Hasan Karakaya

Hasan Karakaya

Cep’lerden “casus” mesajları... Partilerden “meb

Cep’lerden “casus” mesajları... Partilerden “meb

“Gazeteler” ve “televizyonlar”da yer alan haberlerden herhalde haberiniz vardır...
Öyle bir haber ki; hem “Türkiye’nin gelişmişliği”ni gösteriyor, hem de “insanımızın müsrifliği”ni ve dolayısıyla “dışa bağımlılığımız”ın sebebini...
Efendim;
Türkiye “yerli otomobil” olayını tartışırken; “Son 17 yılda” tam “132 milyon cep telefonu” ithal etmiş ve bunun için de “20 milyar dolar” harcamış, iyi mi?..
Düşünebiliyor musunuz;
Dünyanın diğer ülkelerindeki insanlar “2 yılda bir cep telefonu değiştiriyor” iken, Türkiye’deki insanlar “9 ayda telefon değiştiriyor”muş!..
Söyleyin Allah aşkına;
Bu bir “israf” değil mi?..
Hani, sık sık “zam”lardan ve “vergi”lerden şikâyet ediyoruz ya; sık sık “araba” ve “telefon” değiştirmekten vazgeçsek, inanıyorum ki, “zam” oranı da düşer, “vergi” oranı da!..
Hükümet ne yapsın;
“İthal” ettiği ürünlerin bedelini elbette “zam” ve “vergi”yle karşılayacak!..
Kalkıp da, “dolar” basacak değil ya!..
TELEFONU KİM DİNLİYOR?
Her neyse...
Kulağınızın bir yerinde dursun diye bu haberi verdikten sonra, gelelim, “telefon”la ilgili bir başka habere...

Alıştırmalar ->
[1] Cep telefonu yazısına göre şu soruları cevaplayın:
(a) Türkiye son 17 yılda kaç cep telefonu ithal etmiş?
(b) Türkiye'deki insanlar kaç ayda bir telefon değiştiriyor?
(c) Hükümet ithal ettiği ürünlerin bedelini neyle karşılayacak?
[2] Cep telefonu yazısında "Öyle bir haber" sözleriyle açılıp "TELEFONU KİM DİNLİYOR?" sözleriyle kapanan bölümü olduğu gibi çıkarın.
[3] Cep telefonu yazısındaki ‘Bu bir “israf” değil mi?..’ cümlesini İngilizceye çevirin.

Kayıt alıntıları ->

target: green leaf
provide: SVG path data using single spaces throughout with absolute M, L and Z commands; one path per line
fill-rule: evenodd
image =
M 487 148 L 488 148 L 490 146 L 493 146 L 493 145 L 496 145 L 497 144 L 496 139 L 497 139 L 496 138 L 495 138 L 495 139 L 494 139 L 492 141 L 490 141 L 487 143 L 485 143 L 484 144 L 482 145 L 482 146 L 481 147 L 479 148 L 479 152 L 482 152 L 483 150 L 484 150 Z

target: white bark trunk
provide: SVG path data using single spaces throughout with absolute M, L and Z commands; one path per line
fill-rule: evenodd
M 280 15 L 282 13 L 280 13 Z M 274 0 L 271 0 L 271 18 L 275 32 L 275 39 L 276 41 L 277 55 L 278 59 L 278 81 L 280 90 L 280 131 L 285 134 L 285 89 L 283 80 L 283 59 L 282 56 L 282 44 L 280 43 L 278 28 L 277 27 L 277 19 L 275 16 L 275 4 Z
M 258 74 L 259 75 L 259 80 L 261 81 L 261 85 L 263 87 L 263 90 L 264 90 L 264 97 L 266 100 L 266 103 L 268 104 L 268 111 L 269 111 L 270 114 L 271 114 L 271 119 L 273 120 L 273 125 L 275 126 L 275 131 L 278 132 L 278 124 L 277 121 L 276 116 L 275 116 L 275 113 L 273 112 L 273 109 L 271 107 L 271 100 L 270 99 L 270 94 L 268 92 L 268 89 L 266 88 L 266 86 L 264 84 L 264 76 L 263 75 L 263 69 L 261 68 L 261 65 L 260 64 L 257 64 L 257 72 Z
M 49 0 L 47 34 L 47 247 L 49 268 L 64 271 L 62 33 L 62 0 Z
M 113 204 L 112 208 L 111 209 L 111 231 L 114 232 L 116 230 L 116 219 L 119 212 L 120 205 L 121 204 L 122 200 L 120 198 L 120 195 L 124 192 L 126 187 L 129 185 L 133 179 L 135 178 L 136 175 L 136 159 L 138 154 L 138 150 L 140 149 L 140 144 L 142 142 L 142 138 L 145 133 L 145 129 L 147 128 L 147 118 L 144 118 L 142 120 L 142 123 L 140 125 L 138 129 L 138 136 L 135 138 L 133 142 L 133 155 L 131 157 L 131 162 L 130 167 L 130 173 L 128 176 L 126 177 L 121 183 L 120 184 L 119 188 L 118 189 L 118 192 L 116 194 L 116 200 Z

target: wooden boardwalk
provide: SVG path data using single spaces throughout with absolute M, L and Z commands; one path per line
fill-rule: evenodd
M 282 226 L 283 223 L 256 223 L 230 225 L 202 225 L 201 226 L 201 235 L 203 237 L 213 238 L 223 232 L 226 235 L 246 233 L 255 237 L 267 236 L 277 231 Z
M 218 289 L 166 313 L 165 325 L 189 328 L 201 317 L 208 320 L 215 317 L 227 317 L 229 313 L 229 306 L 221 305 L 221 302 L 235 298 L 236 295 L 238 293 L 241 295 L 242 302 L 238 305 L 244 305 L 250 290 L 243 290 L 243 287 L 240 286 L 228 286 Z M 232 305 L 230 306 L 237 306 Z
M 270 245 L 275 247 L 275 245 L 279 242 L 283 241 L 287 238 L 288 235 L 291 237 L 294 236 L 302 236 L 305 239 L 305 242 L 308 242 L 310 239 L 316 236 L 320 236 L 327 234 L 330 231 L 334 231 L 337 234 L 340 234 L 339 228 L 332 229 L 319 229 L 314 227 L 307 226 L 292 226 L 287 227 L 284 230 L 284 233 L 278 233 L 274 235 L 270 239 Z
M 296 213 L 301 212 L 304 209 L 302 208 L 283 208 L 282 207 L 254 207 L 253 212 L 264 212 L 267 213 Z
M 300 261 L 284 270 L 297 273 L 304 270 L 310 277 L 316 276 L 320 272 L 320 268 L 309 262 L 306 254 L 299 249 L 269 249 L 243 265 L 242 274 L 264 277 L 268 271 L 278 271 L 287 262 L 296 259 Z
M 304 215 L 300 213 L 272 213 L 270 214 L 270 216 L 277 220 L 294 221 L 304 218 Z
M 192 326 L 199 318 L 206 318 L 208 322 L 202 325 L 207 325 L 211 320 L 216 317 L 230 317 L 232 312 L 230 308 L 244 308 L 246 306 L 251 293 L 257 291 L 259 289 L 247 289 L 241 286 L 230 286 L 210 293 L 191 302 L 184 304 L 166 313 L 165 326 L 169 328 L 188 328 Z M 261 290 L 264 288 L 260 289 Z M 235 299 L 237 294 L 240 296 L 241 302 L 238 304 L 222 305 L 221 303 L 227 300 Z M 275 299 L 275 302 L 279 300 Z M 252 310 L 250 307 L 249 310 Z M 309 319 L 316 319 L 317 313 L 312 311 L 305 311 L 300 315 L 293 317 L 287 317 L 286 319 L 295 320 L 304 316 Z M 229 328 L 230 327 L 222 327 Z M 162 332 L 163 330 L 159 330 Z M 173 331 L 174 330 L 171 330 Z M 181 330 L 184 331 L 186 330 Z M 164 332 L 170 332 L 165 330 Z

Cevaplar ->
[1]
(a) 132 milyon
(b) 9 ayda bir
(c) Zam ve vergiyle

[2]
Öyle bir haber ki; hem “Türkiye’nin gelişmişliği”ni gösteriyor, hem de “insanımızın müsrifliği”ni ve dolayısıyla “dışa bağımlılığımız”ın sebebini...
Efendim;
Türkiye “yerli otomobil” olayını tartışırken; “Son 17 yılda” tam “132 milyon cep telefonu” ithal etmiş ve bunun için de “20 milyar dolar” harcamış, iyi mi?..
Düşünebiliyor musunuz;
Dünyanın diğer ülkelerindeki insanlar “2 yılda bir cep telefonu değiştiriyor” iken, Türkiye’deki insanlar “9 ayda telefon değiştiriyor”muş!..
Söyleyin Allah aşkına;
Bu bir “israf” değil mi?..
Hani, sık sık “zam”lardan ve “vergi”lerden şikâyet ediyoruz ya; sık sık “araba” ve “telefon” değiştirmekten vazgeçsek, inanıyorum ki, “zam” oranı da düşer, “vergi” oranı da!..
Hükümet ne yapsın;
“İthal” ettiği ürünlerin bedelini elbette “zam” ve “vergi”yle karşılayacak!..
Kalkıp da, “dolar” basacak değil ya!..
TELEFONU KİM DİNLİYOR?

[3] Isn't this a “waste”?